The exercise asks for every line of the data to be reproduced exactly.

* Start Stored data *

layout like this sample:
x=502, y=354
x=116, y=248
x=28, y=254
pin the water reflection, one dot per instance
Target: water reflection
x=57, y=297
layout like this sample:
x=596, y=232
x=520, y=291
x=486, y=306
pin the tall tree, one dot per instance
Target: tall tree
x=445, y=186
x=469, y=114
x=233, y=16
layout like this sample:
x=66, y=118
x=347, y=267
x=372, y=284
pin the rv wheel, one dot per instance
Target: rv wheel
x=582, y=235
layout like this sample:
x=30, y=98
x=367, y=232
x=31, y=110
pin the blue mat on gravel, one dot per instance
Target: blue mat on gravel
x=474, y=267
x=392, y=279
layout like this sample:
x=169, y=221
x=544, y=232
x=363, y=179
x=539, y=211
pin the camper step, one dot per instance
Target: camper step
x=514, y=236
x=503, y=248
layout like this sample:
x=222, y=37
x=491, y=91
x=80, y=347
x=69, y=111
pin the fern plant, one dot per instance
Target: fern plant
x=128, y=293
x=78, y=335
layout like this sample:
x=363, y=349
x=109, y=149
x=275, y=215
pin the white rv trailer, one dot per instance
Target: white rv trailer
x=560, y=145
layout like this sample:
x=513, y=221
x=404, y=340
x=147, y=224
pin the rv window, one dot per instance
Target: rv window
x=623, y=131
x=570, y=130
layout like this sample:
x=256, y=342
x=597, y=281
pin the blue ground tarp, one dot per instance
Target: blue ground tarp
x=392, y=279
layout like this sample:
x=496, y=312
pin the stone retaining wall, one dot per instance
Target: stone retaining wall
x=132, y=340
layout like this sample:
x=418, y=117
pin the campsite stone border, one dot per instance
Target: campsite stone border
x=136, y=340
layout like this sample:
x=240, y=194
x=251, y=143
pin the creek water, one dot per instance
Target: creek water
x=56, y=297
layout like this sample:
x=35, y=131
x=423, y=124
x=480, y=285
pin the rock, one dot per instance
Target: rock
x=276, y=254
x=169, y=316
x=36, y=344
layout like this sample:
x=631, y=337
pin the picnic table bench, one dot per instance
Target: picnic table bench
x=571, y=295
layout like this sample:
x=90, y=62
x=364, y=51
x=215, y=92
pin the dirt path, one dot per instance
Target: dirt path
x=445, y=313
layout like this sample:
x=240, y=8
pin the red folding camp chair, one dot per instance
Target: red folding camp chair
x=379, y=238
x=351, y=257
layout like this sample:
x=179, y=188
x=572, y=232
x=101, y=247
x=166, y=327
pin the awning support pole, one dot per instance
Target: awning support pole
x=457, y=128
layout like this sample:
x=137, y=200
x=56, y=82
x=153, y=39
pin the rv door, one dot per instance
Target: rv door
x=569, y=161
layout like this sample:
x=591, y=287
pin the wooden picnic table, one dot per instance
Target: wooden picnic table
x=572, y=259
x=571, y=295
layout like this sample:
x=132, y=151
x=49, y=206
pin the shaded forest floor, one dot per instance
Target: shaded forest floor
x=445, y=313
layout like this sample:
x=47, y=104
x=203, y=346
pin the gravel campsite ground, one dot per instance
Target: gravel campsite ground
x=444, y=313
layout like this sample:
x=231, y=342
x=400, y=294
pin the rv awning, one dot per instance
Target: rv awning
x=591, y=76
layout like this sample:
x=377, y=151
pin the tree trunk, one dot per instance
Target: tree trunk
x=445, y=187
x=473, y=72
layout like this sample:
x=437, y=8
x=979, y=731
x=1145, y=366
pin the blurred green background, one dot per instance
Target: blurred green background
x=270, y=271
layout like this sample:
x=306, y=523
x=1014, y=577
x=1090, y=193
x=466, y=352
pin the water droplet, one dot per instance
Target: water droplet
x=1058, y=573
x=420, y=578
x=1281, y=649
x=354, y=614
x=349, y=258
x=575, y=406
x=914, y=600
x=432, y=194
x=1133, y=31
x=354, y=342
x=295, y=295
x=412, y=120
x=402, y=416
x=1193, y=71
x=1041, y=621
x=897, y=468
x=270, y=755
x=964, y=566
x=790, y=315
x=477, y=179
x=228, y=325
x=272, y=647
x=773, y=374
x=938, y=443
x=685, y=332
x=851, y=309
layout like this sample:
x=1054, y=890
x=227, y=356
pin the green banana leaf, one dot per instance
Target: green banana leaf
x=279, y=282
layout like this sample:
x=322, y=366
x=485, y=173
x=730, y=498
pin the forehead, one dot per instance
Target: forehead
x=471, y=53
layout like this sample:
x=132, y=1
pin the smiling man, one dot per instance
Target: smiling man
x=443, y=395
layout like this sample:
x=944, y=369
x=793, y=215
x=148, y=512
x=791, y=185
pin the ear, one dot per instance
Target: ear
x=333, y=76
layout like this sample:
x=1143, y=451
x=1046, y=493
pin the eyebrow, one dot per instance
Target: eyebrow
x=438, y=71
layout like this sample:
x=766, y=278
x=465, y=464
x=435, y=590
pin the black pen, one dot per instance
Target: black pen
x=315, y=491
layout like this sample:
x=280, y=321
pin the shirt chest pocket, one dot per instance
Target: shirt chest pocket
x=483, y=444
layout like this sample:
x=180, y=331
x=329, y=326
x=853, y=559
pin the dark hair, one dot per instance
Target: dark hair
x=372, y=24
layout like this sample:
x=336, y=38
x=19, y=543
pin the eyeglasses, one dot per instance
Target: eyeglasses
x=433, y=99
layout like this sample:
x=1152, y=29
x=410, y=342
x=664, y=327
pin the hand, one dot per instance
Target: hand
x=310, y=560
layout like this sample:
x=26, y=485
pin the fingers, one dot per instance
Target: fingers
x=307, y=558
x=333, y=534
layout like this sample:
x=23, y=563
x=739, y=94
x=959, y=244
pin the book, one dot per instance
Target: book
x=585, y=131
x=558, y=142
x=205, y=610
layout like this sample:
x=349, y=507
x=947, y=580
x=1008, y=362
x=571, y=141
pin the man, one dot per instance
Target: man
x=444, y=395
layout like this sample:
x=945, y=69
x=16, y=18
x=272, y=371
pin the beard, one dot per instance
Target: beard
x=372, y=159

* End Stored data *

◆ **Answer to the task**
layout like this sample:
x=502, y=354
x=116, y=248
x=28, y=254
pin the water reflection, one dot per instance
Target: water reflection
x=57, y=297
layout like this sample:
x=596, y=232
x=520, y=291
x=486, y=306
pin the tall tree, one dot per instance
Target: tall tree
x=445, y=186
x=469, y=114
x=233, y=16
layout like this sample:
x=66, y=118
x=347, y=267
x=372, y=284
pin the rv wheel, one dot per instance
Target: rv wheel
x=582, y=235
layout like this sample:
x=30, y=98
x=367, y=232
x=31, y=110
pin the blue mat on gravel, one dot per instance
Target: blue mat on gravel
x=474, y=267
x=392, y=279
layout like this sample:
x=169, y=221
x=544, y=232
x=363, y=179
x=539, y=211
pin the camper step, one dot per instance
Target: camper step
x=514, y=236
x=503, y=248
layout like this sample:
x=222, y=37
x=491, y=91
x=80, y=347
x=69, y=111
pin the fern plant, one dot per instance
Target: fern plant
x=128, y=293
x=78, y=335
layout like this sample:
x=363, y=349
x=109, y=149
x=275, y=215
pin the white rv trailer, one dot per instance
Target: white rv trailer
x=560, y=145
layout like this sample:
x=513, y=221
x=404, y=340
x=147, y=224
pin the rv window, one dot per instance
Target: rv window
x=623, y=131
x=570, y=130
layout like this sample:
x=256, y=342
x=597, y=281
pin the blue ground tarp, one dot per instance
Target: blue ground tarp
x=392, y=279
layout like this sample:
x=496, y=312
pin the stone retaining wall, one dot per instance
Target: stone retaining wall
x=132, y=340
layout like this sample:
x=418, y=117
pin the campsite stone border, one dot per instance
Target: campsite stone border
x=136, y=340
layout like this sample:
x=240, y=194
x=251, y=143
pin the creek water, one dot per instance
Target: creek water
x=56, y=297
layout like this sample:
x=35, y=131
x=423, y=124
x=480, y=285
pin the rock, one dot per instance
Target: rock
x=276, y=254
x=169, y=316
x=36, y=344
layout like this sample:
x=631, y=337
pin the picnic table bench, one dot per instance
Target: picnic table bench
x=571, y=295
layout like this sample:
x=90, y=62
x=364, y=51
x=215, y=92
pin the dirt path, one dot per instance
Target: dirt path
x=445, y=313
layout like this sample:
x=240, y=8
pin the red folding camp chair, one dot per instance
Target: red folding camp chair
x=379, y=238
x=351, y=257
layout like this sample:
x=179, y=188
x=572, y=232
x=101, y=247
x=166, y=327
pin the awning support pole, one dot per instance
Target: awning support pole
x=457, y=128
layout like this sample:
x=137, y=200
x=56, y=82
x=153, y=39
pin the rv door, one dot per instance
Target: rv door
x=569, y=161
layout like this sample:
x=591, y=287
pin the wooden picnic table, one dot per instance
Target: wooden picnic table
x=572, y=259
x=571, y=295
layout like this sample:
x=132, y=151
x=49, y=206
pin the shaded forest floor, one dot per instance
Target: shaded forest floor
x=445, y=313
layout like this sample:
x=47, y=104
x=203, y=346
pin the gravel campsite ground, one dot per instance
Target: gravel campsite ground
x=444, y=313
layout like this sample:
x=231, y=342
x=400, y=294
pin the rv awning, one dot per instance
Target: rv awning
x=591, y=76
layout like this sample:
x=377, y=151
pin the tree trunk, one dot per instance
Target: tree trunk
x=445, y=187
x=473, y=72
layout like this sample:
x=437, y=8
x=979, y=731
x=1145, y=366
pin the blurred green background, one dot per instance
Target: blurred green background
x=270, y=271
layout like this sample:
x=306, y=523
x=1014, y=577
x=1090, y=193
x=466, y=352
pin the water droplet, one dot per instance
Target: water droplet
x=1058, y=573
x=420, y=578
x=1281, y=649
x=354, y=614
x=349, y=258
x=575, y=406
x=914, y=600
x=432, y=194
x=1133, y=31
x=354, y=342
x=295, y=295
x=412, y=120
x=402, y=416
x=1193, y=71
x=1041, y=621
x=897, y=468
x=270, y=755
x=964, y=566
x=790, y=315
x=477, y=179
x=228, y=325
x=272, y=647
x=773, y=374
x=938, y=443
x=685, y=332
x=851, y=309
layout like this sample:
x=1054, y=890
x=227, y=356
pin the green banana leaf, one dot per instance
Target: green banana leaf
x=279, y=282
layout like this sample:
x=322, y=366
x=485, y=173
x=730, y=498
pin the forehead, one dot per instance
Target: forehead
x=471, y=53
layout like this sample:
x=132, y=1
pin the smiling man, one dot per instance
Target: smiling man
x=443, y=395
layout like this sample:
x=944, y=369
x=793, y=215
x=148, y=512
x=791, y=185
pin the ear, one dot per instance
Target: ear
x=333, y=76
layout like this sample:
x=1143, y=451
x=1046, y=493
pin the eyebrow, one dot per instance
Target: eyebrow
x=438, y=71
layout like this sample:
x=766, y=278
x=465, y=464
x=435, y=590
pin the black pen, one dot per instance
Target: black pen
x=315, y=491
layout like this sample:
x=280, y=321
pin the shirt chest pocket, one dot per instance
Target: shirt chest pocket
x=483, y=444
layout like this sample:
x=180, y=331
x=329, y=326
x=853, y=559
pin the dark hair, one dot per instance
Target: dark hair
x=372, y=24
layout like this sample:
x=336, y=38
x=19, y=543
pin the eyeglasses, one dot per instance
Target: eyeglasses
x=433, y=99
layout like this sample:
x=1152, y=29
x=410, y=342
x=664, y=327
pin the hand, one dot per instance
Target: hand
x=310, y=560
layout like this sample:
x=26, y=485
pin the fingers, one dot per instance
Target: fingers
x=307, y=558
x=333, y=534
layout like this sample:
x=23, y=563
x=739, y=94
x=959, y=244
pin the book, one dot per instance
Target: book
x=585, y=131
x=558, y=142
x=205, y=610
layout like this sample:
x=349, y=507
x=947, y=580
x=1008, y=362
x=571, y=141
pin the man, one dot per instance
Target: man
x=444, y=395
layout like this sample:
x=945, y=69
x=16, y=18
x=272, y=371
pin the beard, one dot per instance
Target: beard
x=372, y=159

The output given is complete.